Records shown section start

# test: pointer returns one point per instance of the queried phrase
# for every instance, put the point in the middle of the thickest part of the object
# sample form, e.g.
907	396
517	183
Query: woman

Records shown section end

* Problem details:
Please say how many lines above contain "instance", number only.

* Finished task:
2